------ Available records
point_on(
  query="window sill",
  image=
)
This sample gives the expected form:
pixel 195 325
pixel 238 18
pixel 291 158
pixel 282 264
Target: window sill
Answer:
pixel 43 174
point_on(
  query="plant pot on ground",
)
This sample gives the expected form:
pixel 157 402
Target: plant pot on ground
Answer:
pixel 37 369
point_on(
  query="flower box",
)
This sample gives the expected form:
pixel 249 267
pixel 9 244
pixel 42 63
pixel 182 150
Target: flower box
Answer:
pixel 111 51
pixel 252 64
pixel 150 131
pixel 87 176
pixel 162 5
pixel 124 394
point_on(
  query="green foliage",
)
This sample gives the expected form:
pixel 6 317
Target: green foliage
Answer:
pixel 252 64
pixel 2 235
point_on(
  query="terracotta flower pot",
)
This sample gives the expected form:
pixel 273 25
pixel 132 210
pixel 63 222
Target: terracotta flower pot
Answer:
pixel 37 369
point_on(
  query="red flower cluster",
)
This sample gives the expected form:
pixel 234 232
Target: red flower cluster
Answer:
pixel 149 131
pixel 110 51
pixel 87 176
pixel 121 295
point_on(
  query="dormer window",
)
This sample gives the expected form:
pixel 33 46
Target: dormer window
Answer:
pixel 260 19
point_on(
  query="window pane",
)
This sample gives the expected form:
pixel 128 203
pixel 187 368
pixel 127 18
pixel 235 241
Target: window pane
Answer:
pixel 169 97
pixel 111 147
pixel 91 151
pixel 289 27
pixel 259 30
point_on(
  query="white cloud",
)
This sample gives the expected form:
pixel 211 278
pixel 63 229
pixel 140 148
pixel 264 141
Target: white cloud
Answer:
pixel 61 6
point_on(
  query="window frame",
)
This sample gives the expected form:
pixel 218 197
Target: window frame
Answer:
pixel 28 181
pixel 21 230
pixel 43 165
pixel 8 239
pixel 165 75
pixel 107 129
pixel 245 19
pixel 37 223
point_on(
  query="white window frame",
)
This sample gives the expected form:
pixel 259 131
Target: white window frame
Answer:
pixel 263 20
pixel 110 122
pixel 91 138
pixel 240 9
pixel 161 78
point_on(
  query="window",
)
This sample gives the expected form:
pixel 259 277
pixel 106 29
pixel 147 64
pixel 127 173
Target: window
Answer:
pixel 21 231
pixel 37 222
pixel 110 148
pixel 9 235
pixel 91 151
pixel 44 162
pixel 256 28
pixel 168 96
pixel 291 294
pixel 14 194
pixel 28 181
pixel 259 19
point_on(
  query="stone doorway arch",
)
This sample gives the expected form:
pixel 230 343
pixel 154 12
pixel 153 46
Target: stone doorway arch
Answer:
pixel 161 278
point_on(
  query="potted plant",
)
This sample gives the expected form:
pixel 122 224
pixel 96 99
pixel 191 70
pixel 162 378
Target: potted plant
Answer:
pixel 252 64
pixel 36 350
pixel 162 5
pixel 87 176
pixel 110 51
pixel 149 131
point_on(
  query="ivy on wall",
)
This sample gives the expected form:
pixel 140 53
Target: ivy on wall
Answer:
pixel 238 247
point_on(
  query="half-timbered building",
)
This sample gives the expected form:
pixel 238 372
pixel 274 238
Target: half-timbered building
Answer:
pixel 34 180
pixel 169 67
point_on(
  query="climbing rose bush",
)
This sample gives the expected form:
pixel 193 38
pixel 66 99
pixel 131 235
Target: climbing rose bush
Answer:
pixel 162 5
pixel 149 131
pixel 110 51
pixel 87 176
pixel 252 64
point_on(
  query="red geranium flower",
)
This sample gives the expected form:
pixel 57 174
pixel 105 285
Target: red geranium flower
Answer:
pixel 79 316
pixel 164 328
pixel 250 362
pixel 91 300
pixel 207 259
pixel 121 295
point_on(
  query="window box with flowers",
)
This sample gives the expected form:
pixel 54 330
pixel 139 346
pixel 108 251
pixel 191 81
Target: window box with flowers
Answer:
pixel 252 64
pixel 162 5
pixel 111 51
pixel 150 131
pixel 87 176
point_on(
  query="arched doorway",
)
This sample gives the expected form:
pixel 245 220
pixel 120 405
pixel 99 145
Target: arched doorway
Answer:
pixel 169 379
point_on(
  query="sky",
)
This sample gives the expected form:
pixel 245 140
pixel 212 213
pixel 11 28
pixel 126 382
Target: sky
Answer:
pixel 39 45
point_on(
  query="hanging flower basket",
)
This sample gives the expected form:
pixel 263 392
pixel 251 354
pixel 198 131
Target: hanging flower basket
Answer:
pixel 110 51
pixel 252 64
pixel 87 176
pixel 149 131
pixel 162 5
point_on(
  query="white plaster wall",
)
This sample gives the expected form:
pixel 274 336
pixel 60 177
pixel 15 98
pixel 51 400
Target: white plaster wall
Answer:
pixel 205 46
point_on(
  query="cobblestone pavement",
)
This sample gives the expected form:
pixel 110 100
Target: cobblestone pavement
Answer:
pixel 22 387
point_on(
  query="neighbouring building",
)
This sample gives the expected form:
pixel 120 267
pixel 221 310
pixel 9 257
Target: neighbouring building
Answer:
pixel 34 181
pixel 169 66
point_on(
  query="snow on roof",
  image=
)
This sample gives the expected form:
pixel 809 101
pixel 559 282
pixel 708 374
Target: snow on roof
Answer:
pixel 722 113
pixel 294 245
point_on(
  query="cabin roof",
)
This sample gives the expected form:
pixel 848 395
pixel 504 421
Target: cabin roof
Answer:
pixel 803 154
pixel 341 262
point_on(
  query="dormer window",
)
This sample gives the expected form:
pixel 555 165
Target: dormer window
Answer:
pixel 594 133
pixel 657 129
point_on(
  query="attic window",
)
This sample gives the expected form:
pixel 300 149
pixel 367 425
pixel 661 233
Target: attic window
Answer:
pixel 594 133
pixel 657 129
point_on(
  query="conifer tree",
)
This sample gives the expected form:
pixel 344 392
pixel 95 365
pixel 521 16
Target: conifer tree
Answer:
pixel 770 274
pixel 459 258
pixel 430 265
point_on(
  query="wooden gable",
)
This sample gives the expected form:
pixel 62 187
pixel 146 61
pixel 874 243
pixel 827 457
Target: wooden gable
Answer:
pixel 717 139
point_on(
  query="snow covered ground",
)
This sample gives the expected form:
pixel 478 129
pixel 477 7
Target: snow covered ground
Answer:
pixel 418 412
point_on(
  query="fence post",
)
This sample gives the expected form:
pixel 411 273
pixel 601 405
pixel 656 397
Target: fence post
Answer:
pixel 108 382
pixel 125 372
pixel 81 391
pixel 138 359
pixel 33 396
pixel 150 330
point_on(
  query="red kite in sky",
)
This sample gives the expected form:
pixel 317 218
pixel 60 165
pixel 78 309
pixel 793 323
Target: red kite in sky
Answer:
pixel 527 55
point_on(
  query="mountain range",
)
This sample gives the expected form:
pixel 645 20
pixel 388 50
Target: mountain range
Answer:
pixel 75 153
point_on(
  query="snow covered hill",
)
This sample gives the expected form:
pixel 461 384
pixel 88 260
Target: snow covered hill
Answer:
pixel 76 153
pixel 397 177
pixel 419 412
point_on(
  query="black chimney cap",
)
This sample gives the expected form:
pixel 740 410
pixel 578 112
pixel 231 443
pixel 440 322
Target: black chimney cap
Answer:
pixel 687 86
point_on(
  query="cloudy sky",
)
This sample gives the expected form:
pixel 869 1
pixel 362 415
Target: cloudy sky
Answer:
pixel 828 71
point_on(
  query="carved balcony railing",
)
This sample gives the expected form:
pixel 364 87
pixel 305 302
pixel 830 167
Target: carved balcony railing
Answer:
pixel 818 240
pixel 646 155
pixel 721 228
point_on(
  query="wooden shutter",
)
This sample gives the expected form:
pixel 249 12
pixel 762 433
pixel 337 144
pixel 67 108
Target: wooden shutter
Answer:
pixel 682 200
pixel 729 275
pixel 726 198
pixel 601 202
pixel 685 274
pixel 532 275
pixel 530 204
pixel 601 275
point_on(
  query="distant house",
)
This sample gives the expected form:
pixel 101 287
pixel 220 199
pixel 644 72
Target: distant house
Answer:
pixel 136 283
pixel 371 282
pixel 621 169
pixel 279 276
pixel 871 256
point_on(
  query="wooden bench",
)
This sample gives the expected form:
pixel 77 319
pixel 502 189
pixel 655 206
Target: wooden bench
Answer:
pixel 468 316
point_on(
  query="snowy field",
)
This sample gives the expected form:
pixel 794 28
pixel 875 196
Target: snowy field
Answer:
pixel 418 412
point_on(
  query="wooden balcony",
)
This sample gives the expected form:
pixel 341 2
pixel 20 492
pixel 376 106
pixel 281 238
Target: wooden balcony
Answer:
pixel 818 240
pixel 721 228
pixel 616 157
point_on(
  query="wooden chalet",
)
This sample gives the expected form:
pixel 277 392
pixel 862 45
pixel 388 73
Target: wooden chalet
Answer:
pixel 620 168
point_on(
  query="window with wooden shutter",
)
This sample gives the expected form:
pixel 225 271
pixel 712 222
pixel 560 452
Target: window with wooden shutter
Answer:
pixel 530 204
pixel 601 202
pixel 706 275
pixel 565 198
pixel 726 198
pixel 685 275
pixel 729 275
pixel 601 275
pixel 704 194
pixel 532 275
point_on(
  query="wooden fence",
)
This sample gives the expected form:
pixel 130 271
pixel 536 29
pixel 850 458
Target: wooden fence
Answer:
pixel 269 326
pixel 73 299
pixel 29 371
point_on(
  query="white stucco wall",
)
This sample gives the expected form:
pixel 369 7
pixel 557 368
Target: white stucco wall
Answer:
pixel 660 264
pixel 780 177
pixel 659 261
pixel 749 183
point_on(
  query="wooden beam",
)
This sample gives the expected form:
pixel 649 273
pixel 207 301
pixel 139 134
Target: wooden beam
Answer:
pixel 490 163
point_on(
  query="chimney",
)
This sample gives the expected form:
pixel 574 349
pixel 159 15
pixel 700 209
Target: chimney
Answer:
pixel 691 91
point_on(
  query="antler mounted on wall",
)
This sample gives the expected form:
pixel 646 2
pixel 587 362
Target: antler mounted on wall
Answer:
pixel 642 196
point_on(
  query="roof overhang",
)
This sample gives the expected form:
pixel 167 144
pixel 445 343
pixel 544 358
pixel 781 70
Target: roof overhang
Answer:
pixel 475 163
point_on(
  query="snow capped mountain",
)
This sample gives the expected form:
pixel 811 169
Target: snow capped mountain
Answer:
------------
Exercise objective:
How many of the lines above contain the string "building"? Treat case as significant and reply with the number only.

Problem solution:
4